## AVAILABLE RECORDS
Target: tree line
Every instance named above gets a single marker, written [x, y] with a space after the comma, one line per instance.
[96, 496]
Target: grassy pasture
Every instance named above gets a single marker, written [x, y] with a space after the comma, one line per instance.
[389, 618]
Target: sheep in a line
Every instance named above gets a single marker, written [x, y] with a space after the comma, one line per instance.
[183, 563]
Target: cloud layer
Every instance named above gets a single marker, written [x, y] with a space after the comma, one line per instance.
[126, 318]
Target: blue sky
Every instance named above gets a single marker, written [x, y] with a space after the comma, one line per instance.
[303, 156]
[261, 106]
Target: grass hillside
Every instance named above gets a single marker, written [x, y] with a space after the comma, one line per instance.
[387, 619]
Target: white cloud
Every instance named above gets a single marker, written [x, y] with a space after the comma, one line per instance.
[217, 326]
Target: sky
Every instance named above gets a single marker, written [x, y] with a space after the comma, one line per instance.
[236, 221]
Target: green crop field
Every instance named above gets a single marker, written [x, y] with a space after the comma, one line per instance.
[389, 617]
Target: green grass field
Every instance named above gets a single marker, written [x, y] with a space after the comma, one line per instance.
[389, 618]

## SHORT TASK
Update the lines above by replacing every occurrence of "single marker" with "single point", and leave everything else unchanged.

## REPLY TO THE EXERCISE
Target: tree line
Every instance named above gets a single point, written [x, y] with a space after the comma, one line per instance.
[96, 496]
Target: grassy pasture
Every instance named above gets a single point, written [x, y] with a space after the comma, one line per instance.
[389, 618]
Target: sheep in a line
Every instance named above gets a single point, written [x, y] with a space after the comma, one line per instance.
[183, 563]
Target: cloud layer
Every instance named above gets a single point, written [x, y] with a space after the comma, one line per instance.
[126, 318]
Target: blue sky
Every instance named above gets a single point, written [x, y] with a space after the comma, one line per instance.
[303, 156]
[261, 106]
Target: grass hillside
Every instance named above gets a single point, written [x, y] with a space after the comma, one line per instance.
[387, 619]
Target: white cloud
Every instance named above gets a single point, written [x, y] with a space after the comma, one line per instance.
[217, 326]
Target: sky
Every instance named above gets a single point, written [x, y] with a space after the comma, one line per instance.
[236, 221]
Target: green crop field
Every instance named above gets a single point, written [x, y] with a space after the comma, one line per instance.
[389, 617]
Target: green grass field
Every instance named above gets a single point, written [x, y] with a space after the comma, one line per instance.
[389, 618]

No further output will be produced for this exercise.